*Task instructions*: Rewrite the data below so that every occurrence of "Reply" becomes "Answer". Leave everything else unchanged.

*Raw records*:
________________________

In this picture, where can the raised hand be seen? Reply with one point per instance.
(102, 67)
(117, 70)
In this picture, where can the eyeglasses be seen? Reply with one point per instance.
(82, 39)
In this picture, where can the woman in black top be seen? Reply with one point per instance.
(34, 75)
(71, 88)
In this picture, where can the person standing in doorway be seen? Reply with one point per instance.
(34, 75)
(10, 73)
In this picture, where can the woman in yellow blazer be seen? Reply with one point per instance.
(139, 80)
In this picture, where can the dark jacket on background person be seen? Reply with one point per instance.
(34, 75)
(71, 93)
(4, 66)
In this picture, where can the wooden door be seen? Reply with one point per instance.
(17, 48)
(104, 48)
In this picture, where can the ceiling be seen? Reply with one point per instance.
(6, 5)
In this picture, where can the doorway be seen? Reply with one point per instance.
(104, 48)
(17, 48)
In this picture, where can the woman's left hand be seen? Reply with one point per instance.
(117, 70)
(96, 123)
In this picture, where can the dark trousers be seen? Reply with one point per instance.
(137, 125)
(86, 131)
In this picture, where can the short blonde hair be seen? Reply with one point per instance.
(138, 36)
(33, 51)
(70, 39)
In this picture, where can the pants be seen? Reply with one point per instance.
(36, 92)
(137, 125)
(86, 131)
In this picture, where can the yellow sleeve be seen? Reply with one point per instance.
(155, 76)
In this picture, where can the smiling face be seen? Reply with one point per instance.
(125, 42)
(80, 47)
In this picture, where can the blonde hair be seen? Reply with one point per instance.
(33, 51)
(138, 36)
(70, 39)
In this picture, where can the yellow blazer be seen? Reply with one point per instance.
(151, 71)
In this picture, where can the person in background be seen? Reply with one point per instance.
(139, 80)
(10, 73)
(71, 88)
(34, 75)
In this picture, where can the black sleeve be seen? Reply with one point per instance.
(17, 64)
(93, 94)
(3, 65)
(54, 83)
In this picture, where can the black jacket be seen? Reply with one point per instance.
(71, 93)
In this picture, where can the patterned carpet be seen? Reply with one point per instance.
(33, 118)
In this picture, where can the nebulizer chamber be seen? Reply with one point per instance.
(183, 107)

________________________

*Answer*:
In this picture, where can the raised hand be seen? Answer with one point per instance.
(102, 67)
(117, 70)
In this picture, where can the eyeglasses be seen? Answer with one point per instance.
(82, 39)
In this picture, where can the woman in black top be seen? Answer with one point per instance.
(34, 75)
(71, 88)
In this picture, where can the person standing in doorway be seen? Answer with one point per instance.
(34, 75)
(10, 73)
In this picture, where can the woman in yellow blazer be seen? Answer with one point per instance.
(139, 80)
In this picture, where can the dark jacket on background person be seen? Answer with one point per instance.
(34, 75)
(71, 93)
(4, 66)
In this picture, where can the wooden door be seen? Answer with one point per instance.
(17, 48)
(104, 48)
In this picture, where can the ceiling be seen? Answer with one point per instance.
(6, 5)
In this picture, where can the doorway be seen? Answer with one point per instance.
(104, 48)
(17, 48)
In this picture, where can the woman's left hand be seen? Answer with one point per instance.
(117, 70)
(96, 123)
In this picture, where can the dark trousers be seen? Answer with one point per instance.
(137, 125)
(86, 131)
In this picture, where can the short blonde hair be seen? Answer with one point per instance.
(138, 36)
(33, 51)
(70, 39)
In this picture, where can the pants be seen? Answer with one point per instance.
(36, 92)
(137, 125)
(86, 131)
In this picture, where can the yellow sleeve be seen? Answer with one point per instance.
(155, 76)
In this picture, where can the smiling face be seen? Answer with one point per instance.
(125, 42)
(80, 47)
In this picture, where can the blonde hair be seen? Answer with one point per instance.
(33, 51)
(138, 36)
(70, 39)
In this picture, where can the yellow blazer be seen? Answer with one point per instance.
(151, 71)
In this picture, where can the person in background be seen? Answer with one point per instance.
(139, 80)
(10, 73)
(71, 88)
(34, 75)
In this picture, where can the black sleeve be seen? Answer with one point per instance.
(17, 64)
(93, 94)
(3, 65)
(54, 83)
In this picture, where can the black jacket be seen? Answer with one point per instance.
(71, 93)
In this picture, where can the patterned carpet be seen? Answer with one point per instance.
(33, 118)
In this picture, where can the nebulizer chamber be seen? Answer with one point per instance.
(183, 107)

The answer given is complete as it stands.